→ GIVEN INSTRUCTION:
Lay out everything in the records from the start down to and including the line containing "<point>530,19</point>" as a two-column CSV with the headers note and points. Give one row per reviewer note, with the note's text and its answer each in a single quoted field and line breaks turned into spaces.

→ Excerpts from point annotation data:
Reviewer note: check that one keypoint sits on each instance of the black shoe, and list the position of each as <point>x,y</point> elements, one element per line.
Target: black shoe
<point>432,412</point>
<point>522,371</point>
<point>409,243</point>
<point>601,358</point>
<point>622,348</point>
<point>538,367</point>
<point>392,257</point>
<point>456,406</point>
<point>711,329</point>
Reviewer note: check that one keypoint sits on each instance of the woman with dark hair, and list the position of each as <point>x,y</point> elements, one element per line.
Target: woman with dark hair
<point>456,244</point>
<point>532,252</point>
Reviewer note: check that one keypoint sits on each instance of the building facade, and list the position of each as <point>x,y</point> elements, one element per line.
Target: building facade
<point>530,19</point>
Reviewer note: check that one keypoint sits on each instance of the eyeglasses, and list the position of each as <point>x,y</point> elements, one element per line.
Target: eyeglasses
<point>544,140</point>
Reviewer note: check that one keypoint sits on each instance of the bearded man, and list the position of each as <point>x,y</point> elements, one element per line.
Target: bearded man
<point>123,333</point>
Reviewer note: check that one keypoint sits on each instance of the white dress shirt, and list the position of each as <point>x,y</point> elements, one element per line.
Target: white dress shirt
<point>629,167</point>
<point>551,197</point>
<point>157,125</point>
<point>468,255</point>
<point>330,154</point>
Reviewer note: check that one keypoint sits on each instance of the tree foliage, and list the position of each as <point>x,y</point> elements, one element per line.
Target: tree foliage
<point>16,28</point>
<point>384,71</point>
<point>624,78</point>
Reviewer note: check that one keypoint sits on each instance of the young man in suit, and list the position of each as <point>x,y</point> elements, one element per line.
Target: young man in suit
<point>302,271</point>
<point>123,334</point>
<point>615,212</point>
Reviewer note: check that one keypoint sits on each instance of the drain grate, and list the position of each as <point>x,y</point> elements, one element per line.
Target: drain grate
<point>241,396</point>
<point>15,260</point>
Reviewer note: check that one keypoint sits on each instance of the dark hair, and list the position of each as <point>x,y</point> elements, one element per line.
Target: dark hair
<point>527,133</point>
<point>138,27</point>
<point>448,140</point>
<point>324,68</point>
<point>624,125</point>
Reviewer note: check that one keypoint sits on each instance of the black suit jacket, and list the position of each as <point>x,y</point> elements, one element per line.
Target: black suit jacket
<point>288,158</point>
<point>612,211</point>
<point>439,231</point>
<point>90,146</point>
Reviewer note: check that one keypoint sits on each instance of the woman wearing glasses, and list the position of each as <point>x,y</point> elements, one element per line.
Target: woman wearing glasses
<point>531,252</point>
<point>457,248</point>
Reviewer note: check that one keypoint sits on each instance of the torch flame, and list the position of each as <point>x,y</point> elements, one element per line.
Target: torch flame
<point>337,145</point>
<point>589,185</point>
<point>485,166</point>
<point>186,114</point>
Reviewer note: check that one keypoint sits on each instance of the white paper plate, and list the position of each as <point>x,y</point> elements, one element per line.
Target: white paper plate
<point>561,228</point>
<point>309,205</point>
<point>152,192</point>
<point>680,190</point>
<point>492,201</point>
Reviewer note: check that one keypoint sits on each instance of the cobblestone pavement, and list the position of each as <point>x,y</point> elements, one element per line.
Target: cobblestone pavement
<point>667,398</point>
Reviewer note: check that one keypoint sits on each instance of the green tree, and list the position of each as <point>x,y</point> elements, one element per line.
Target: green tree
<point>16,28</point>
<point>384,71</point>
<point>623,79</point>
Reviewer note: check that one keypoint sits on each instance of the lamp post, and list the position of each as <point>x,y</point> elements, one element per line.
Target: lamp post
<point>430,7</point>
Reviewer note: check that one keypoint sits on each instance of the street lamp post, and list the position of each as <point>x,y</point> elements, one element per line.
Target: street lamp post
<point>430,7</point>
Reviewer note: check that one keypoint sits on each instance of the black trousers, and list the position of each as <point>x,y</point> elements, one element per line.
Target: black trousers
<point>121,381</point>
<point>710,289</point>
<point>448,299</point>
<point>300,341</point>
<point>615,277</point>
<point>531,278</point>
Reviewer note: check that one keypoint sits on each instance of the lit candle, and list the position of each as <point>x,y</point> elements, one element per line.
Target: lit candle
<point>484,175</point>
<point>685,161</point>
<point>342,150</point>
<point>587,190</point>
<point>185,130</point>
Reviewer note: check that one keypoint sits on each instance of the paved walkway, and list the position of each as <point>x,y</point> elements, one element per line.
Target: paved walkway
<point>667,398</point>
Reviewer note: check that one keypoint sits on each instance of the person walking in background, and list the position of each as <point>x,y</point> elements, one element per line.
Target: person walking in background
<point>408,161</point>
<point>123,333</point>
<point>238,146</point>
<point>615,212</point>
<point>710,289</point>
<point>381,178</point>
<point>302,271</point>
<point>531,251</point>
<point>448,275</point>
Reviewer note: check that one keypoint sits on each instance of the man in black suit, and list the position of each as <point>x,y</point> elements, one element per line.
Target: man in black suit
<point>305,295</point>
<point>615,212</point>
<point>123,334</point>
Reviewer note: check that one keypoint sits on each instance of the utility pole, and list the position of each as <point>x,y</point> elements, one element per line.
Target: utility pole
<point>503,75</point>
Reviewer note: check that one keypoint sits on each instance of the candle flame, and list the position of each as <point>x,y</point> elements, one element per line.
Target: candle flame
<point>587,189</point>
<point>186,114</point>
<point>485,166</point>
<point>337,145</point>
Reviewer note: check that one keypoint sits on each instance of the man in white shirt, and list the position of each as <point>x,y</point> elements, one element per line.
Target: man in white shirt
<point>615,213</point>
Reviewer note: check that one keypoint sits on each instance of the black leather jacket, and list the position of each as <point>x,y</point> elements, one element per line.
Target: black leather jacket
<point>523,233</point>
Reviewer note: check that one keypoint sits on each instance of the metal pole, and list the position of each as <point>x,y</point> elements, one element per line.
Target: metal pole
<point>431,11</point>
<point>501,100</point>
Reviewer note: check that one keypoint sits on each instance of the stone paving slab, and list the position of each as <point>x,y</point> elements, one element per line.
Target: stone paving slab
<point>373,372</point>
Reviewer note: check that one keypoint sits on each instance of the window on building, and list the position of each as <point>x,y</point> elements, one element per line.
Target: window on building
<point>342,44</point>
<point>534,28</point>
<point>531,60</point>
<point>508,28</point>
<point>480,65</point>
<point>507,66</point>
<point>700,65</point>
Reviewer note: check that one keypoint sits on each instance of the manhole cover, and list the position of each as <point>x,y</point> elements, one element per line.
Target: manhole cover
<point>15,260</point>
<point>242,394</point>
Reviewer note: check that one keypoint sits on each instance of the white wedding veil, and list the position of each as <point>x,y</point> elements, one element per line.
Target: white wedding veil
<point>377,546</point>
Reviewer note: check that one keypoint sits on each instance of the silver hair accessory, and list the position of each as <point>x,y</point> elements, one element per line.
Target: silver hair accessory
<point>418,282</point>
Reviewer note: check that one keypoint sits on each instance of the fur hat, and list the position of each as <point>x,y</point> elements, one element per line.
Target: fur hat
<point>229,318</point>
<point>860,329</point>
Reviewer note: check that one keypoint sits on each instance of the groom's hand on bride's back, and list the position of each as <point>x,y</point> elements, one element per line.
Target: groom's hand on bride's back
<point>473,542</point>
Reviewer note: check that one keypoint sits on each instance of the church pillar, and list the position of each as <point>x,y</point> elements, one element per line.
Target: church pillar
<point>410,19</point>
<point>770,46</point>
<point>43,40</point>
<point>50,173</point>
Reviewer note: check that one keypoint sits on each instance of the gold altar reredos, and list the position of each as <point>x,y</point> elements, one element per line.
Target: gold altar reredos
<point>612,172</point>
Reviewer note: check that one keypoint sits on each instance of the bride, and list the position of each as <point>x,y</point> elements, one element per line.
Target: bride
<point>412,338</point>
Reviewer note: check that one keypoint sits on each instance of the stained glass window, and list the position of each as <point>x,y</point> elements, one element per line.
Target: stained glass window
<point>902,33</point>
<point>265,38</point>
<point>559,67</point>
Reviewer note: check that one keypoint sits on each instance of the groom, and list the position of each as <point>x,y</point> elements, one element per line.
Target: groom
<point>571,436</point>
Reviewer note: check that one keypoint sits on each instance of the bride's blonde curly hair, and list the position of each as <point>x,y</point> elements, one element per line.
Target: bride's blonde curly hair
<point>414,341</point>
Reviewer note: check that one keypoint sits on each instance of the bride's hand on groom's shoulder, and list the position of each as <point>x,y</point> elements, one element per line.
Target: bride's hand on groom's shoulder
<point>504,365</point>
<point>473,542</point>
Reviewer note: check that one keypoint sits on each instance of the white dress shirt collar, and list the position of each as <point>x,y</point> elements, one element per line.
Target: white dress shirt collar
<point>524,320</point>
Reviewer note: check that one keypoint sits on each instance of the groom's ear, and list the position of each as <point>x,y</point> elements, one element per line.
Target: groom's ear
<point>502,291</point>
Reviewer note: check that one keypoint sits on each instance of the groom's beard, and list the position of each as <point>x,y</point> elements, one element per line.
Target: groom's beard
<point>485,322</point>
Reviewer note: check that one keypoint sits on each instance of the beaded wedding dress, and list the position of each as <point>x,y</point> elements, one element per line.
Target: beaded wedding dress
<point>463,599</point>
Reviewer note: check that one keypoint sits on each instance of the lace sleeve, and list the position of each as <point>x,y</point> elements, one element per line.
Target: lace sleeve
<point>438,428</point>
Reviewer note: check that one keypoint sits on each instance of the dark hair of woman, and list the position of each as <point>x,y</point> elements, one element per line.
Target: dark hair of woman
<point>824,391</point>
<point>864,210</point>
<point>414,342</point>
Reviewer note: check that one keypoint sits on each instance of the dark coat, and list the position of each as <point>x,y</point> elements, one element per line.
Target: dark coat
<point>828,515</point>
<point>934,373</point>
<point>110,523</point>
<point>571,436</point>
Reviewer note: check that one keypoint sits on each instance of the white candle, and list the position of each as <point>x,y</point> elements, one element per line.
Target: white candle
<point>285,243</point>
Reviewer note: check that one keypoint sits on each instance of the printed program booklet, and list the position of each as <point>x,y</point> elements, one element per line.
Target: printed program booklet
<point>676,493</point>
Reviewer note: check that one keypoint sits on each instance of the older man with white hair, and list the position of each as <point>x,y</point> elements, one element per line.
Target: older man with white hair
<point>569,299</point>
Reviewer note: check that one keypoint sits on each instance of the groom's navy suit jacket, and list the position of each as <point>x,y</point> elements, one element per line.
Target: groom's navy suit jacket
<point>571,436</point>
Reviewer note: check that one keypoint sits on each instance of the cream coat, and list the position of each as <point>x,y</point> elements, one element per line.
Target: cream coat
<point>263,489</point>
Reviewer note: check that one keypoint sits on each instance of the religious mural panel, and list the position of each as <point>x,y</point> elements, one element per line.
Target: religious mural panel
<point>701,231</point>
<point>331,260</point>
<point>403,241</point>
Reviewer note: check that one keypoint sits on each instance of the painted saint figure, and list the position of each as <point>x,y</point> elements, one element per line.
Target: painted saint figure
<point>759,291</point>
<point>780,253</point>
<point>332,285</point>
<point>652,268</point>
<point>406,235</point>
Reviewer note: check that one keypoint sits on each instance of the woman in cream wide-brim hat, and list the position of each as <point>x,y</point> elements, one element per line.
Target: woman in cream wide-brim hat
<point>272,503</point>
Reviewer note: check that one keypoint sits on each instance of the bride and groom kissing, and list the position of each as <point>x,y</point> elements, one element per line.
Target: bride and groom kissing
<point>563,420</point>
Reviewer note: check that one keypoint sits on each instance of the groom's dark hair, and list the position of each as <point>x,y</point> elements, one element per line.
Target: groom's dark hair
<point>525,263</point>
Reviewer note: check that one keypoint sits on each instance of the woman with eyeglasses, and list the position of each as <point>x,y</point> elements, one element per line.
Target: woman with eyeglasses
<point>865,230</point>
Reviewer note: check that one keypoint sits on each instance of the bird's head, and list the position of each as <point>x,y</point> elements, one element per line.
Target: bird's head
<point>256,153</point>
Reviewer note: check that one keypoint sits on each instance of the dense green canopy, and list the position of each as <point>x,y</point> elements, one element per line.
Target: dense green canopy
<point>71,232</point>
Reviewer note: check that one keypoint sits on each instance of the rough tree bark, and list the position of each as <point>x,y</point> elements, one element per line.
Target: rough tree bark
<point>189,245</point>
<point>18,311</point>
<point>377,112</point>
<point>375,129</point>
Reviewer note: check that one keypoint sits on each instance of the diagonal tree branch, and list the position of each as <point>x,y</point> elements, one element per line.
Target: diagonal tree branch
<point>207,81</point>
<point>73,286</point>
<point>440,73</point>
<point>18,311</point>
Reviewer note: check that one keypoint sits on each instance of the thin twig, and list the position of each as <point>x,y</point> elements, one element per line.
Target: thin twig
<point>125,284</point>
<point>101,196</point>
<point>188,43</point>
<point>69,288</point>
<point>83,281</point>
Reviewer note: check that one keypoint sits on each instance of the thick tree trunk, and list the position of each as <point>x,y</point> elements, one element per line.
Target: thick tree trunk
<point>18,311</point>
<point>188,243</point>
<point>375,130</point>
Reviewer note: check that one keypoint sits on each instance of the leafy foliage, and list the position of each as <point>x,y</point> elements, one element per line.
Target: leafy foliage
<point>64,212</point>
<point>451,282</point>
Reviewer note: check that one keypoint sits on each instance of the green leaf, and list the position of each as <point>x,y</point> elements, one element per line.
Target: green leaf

→ COMPLETE RESPONSE:
note,points
"Reviewer note: check that one keypoint sits on each instance of the black shoe, and list the position of each as <point>x,y</point> elements, one element per line. Target: black shoe","<point>432,412</point> <point>522,371</point> <point>409,243</point> <point>601,358</point> <point>622,348</point> <point>538,367</point> <point>392,257</point> <point>456,406</point> <point>711,329</point>"
"Reviewer note: check that one keypoint sits on each instance of the woman with dark hair, and list the position of each as <point>x,y</point> elements, one element per line. Target: woman with dark hair","<point>456,244</point> <point>532,252</point>"
"Reviewer note: check that one keypoint sits on each instance of the building facade, and list the position of each as <point>x,y</point> elements, one element per line. Target: building facade","<point>530,19</point>"